EARLY DEATH REPLACED BY DISABILITY AS MOST SIGNIFICANT HEALTH RISK
“The health of most of the planet’s population is rapidly coming to resemble that of the United States, where death in childhood is rare, too much food is a bigger problem than too little, and life is long and often darkened by disability.
“High blood pressure is now the leading ‘risk factor’ for disease around the world. Alcohol use is third. Low-back pain now causes more disability than childbirth complications or anemia.
“We are in transition to a world where disability is the dominant concern as opposed to premature death, said Christopher Murray, who headed the Global Burden of Disease Study, published on [December 13, 2012].
“The pace of change is such that we are ill prepared to deal with what the burden of disease is now in most places.
“The risk of dying prematurely from many ‘adult diseases’ (such as heart attacks and cancer) has also fallen because of better treatment and prevention. As a result, the average age of the world’s population is getting older. Soon after 2015, for the first time in history, there will be more people older than 65 than younger than 5. That has had two consequences.

### RAW DATA
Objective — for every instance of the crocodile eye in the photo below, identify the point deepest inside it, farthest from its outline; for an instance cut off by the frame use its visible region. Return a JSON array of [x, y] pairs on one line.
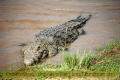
[[38, 48]]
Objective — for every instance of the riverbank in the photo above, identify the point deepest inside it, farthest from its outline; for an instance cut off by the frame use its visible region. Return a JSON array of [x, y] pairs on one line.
[[107, 61]]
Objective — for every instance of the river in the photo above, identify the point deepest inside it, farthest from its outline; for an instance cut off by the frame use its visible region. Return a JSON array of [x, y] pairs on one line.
[[20, 20]]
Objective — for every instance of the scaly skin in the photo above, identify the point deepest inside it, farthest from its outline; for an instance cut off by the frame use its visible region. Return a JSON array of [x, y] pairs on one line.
[[51, 40]]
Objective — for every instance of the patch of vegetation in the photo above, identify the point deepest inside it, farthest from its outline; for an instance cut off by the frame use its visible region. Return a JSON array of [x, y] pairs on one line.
[[86, 60], [108, 60]]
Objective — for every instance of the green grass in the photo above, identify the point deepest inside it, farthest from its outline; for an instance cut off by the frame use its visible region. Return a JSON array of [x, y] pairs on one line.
[[73, 62], [111, 45], [108, 60]]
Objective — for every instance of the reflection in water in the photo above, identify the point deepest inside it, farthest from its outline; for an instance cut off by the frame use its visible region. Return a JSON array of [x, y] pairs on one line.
[[20, 20]]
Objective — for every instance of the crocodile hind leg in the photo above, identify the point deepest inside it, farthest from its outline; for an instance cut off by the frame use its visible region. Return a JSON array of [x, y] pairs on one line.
[[81, 32]]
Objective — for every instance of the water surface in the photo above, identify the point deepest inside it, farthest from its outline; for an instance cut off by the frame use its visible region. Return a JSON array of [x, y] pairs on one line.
[[20, 20]]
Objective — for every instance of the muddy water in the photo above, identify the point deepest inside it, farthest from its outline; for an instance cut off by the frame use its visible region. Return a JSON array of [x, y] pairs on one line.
[[20, 20]]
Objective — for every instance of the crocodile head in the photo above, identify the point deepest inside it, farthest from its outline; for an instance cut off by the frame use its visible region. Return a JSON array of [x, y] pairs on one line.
[[33, 53], [39, 48]]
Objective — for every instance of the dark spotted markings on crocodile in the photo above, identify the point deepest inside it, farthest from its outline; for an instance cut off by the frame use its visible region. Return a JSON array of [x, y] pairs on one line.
[[51, 40]]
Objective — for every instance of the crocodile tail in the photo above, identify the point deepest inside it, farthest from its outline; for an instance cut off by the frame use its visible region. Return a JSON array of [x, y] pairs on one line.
[[86, 16]]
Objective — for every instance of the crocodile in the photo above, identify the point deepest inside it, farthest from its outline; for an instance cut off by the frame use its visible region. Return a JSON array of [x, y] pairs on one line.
[[51, 40]]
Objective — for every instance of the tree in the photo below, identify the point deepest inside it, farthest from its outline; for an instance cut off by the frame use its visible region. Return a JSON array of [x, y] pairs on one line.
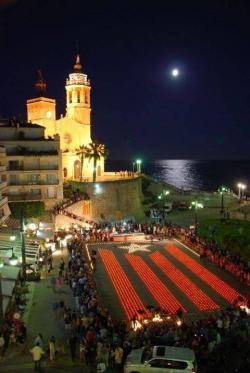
[[95, 151], [81, 151]]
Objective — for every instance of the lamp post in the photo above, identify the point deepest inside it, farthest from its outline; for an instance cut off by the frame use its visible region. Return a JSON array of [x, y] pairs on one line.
[[138, 165], [161, 197], [13, 261], [222, 190], [23, 246], [133, 167], [196, 206], [1, 294], [241, 187]]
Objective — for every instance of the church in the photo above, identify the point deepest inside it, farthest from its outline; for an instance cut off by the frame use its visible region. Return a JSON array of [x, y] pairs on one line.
[[74, 128]]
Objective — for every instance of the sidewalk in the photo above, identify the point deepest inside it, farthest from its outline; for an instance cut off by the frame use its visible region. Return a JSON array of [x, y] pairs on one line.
[[39, 317]]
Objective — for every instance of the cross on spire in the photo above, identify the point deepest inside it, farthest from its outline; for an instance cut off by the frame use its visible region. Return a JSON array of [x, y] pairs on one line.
[[77, 65]]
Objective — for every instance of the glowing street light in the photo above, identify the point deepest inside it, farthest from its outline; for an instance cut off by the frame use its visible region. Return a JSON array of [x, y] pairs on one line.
[[1, 295], [175, 72], [241, 187], [196, 206], [13, 259], [222, 190], [138, 165]]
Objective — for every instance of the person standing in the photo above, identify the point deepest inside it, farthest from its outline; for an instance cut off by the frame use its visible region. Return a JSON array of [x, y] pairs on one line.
[[72, 344], [118, 358], [37, 353], [52, 348], [39, 340]]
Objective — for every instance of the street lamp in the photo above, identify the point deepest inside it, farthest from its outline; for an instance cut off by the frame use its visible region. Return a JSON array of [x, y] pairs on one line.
[[196, 206], [13, 259], [138, 164], [162, 198], [222, 190], [241, 188], [133, 167], [1, 294]]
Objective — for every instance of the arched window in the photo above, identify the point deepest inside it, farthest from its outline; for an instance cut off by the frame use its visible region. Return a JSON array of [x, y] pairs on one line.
[[99, 171], [78, 96], [77, 170]]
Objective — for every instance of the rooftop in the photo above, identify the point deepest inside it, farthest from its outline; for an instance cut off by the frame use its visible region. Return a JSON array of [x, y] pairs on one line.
[[16, 123]]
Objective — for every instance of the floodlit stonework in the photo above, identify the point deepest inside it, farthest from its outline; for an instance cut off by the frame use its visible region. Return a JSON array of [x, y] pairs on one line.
[[74, 128], [4, 207]]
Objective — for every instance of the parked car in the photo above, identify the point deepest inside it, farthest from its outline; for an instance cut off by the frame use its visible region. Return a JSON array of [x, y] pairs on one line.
[[161, 359]]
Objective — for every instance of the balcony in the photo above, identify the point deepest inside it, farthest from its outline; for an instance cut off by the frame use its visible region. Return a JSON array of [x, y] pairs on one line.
[[33, 168], [30, 183], [3, 185], [3, 201], [24, 197]]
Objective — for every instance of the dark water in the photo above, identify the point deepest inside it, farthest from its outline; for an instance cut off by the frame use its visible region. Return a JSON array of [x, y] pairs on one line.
[[193, 174]]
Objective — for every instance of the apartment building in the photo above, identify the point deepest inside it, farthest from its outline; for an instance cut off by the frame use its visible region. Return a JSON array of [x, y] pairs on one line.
[[33, 163], [4, 207]]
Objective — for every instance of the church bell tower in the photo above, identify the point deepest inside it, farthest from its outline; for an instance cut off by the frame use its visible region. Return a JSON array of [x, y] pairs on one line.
[[78, 95], [41, 107]]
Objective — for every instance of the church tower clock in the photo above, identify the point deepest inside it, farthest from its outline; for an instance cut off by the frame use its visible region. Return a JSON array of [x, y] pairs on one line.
[[78, 95]]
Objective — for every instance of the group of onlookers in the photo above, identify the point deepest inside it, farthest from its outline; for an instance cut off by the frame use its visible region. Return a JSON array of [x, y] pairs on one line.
[[104, 342]]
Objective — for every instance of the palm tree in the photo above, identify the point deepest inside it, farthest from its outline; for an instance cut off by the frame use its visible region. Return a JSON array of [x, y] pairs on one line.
[[95, 151], [81, 151]]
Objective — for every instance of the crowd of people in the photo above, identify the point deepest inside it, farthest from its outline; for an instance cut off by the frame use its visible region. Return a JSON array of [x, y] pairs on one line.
[[103, 343], [224, 259]]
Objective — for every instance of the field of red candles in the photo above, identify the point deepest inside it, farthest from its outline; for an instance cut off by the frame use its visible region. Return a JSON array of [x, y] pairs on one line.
[[166, 277]]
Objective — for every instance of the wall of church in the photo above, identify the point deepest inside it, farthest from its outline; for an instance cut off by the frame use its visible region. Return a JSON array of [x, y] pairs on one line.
[[72, 167], [113, 200]]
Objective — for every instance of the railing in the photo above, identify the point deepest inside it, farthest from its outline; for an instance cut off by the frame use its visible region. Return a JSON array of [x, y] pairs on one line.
[[23, 168], [3, 184], [3, 200], [39, 182], [24, 197]]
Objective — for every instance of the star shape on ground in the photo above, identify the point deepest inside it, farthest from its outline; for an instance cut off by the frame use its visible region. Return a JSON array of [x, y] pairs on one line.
[[133, 247]]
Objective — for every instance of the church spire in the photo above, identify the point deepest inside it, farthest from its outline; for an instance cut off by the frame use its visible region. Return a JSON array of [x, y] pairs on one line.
[[77, 65], [40, 84]]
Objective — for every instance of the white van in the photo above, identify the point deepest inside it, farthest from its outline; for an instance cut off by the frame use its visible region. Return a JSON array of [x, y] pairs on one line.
[[161, 359]]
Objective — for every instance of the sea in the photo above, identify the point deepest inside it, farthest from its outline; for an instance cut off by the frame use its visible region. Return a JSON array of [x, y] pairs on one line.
[[187, 174]]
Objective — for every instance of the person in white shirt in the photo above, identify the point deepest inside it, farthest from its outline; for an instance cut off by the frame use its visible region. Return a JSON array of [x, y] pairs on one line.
[[37, 353]]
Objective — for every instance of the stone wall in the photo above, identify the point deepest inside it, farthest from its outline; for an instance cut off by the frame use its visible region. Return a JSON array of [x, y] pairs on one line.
[[112, 200]]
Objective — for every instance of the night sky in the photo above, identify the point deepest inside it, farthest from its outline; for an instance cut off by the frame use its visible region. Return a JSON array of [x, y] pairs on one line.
[[127, 52]]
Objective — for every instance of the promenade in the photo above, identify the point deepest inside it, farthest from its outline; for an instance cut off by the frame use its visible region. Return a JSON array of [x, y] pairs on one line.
[[39, 317]]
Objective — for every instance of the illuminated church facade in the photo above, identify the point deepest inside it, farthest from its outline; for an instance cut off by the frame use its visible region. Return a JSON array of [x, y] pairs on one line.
[[74, 128]]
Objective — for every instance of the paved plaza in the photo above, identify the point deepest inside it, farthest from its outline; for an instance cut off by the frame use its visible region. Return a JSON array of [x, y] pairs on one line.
[[39, 317]]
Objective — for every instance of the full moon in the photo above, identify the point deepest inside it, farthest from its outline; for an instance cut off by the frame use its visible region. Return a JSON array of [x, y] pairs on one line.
[[175, 72]]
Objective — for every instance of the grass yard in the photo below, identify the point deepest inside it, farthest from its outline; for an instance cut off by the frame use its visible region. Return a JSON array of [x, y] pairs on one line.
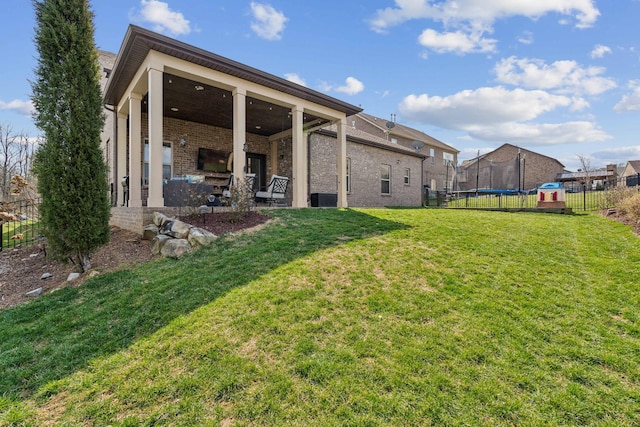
[[346, 317]]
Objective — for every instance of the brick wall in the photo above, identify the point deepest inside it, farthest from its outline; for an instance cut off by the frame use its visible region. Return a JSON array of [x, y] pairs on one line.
[[366, 162]]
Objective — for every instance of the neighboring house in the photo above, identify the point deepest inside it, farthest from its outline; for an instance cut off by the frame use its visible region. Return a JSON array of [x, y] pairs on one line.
[[630, 175], [594, 179], [440, 166], [177, 111], [508, 168]]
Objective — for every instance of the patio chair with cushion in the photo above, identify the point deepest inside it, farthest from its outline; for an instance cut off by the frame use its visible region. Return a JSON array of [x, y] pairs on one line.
[[249, 181], [275, 192]]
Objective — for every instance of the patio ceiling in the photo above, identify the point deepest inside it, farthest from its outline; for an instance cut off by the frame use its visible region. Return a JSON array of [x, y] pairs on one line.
[[211, 105], [189, 100]]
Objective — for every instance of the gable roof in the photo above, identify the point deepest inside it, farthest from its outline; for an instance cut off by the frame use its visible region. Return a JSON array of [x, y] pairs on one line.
[[361, 137], [406, 132], [635, 164], [469, 162], [138, 42]]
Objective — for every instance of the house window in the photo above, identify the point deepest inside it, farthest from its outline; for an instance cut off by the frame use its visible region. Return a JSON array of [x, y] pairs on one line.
[[447, 159], [385, 179], [167, 160], [348, 175]]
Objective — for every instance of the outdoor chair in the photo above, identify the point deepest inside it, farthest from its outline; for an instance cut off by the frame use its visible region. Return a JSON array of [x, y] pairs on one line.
[[275, 192], [249, 181]]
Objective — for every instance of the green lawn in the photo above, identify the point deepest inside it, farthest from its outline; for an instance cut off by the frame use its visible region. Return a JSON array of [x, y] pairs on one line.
[[346, 317]]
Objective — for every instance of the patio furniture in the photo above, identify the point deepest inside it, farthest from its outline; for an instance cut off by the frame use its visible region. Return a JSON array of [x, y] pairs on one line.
[[249, 181], [275, 192]]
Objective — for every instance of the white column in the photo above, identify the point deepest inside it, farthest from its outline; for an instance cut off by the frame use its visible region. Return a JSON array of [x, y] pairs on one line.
[[154, 101], [239, 132], [299, 143], [121, 155], [274, 157], [135, 151], [341, 164]]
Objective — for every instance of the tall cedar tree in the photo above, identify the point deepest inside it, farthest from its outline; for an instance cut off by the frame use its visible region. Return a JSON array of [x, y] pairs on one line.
[[71, 171]]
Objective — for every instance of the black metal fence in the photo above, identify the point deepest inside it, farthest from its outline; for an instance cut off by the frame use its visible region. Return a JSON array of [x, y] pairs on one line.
[[19, 223], [583, 200]]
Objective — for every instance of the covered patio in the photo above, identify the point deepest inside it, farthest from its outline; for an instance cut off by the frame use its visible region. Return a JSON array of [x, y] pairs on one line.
[[172, 102]]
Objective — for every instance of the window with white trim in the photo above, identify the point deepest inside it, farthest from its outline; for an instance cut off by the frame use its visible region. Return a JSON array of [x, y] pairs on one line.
[[385, 179], [447, 159], [167, 162]]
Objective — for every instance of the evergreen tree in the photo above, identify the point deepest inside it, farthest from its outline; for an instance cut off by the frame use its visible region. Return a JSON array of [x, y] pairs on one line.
[[71, 171]]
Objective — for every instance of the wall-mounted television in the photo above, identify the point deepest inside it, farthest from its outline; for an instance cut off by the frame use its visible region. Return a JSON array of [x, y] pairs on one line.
[[212, 160]]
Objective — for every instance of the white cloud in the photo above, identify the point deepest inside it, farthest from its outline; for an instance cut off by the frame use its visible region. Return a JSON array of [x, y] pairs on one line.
[[561, 76], [497, 114], [599, 51], [533, 134], [613, 155], [268, 23], [526, 38], [21, 107], [473, 18], [482, 13], [352, 86], [487, 106], [162, 18], [295, 78], [457, 42], [630, 101]]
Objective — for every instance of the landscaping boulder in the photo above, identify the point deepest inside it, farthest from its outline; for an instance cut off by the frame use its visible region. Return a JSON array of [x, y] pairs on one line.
[[158, 242], [160, 219], [150, 231], [199, 237], [176, 229], [175, 248]]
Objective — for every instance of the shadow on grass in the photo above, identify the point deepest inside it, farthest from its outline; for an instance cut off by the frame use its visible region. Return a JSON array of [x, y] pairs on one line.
[[58, 334]]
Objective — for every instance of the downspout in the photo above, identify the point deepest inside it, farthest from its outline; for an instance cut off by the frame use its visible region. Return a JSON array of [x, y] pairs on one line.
[[422, 181], [114, 173], [309, 168]]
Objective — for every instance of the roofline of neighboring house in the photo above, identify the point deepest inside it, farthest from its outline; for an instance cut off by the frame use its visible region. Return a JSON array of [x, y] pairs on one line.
[[575, 176], [363, 141], [139, 41], [426, 138], [469, 162]]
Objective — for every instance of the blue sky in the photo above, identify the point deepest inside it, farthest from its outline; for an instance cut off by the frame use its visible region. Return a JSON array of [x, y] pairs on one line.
[[559, 77]]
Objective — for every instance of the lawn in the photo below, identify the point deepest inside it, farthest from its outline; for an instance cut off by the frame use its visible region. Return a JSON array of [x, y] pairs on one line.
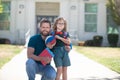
[[108, 56], [7, 52]]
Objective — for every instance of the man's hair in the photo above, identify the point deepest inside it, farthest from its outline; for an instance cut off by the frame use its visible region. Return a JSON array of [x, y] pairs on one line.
[[44, 20]]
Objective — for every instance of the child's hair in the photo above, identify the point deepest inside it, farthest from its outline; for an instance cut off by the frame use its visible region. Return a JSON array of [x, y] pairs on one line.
[[44, 20], [59, 19]]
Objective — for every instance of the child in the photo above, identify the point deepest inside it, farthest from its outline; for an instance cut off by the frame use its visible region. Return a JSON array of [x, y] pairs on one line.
[[61, 48]]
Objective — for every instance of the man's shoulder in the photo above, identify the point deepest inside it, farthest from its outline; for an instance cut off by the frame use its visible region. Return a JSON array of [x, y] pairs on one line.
[[36, 36]]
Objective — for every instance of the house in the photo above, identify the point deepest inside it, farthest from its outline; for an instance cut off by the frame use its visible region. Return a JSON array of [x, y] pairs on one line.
[[86, 18]]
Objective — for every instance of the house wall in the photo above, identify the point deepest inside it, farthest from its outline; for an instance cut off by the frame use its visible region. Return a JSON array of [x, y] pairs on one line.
[[23, 19], [73, 11]]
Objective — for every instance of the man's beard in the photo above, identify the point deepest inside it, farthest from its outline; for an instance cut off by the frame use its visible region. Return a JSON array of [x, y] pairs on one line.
[[44, 34]]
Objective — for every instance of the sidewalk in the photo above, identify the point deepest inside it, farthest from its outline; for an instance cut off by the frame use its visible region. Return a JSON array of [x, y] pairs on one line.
[[81, 68]]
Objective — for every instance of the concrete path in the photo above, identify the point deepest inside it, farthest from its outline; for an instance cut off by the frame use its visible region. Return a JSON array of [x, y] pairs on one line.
[[82, 68]]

### DIRECTIONS
Please rewrite the part of the health-risk text that opens with the words containing "EARLY DEATH REPLACED" and closes with "[December 13, 2012].", renaming "Low-back pain" as "Lower-back pain".

### EXERCISE RESULT
EARLY DEATH REPLACED BY DISABILITY AS MOST SIGNIFICANT HEALTH RISK
“The health of most of the planet’s population is rapidly coming to resemble that of the United States, where death in childhood is rare, too much food is a bigger problem than too little, and life is long and often darkened by disability.
“High blood pressure is now the leading ‘risk factor’ for disease around the world. Alcohol use is third. Lower-back pain now causes more disability than childbirth complications or anemia.
“We are in transition to a world where disability is the dominant concern as opposed to premature death, said Christopher Murray, who headed the Global Burden of Disease Study, published on [December 13, 2012].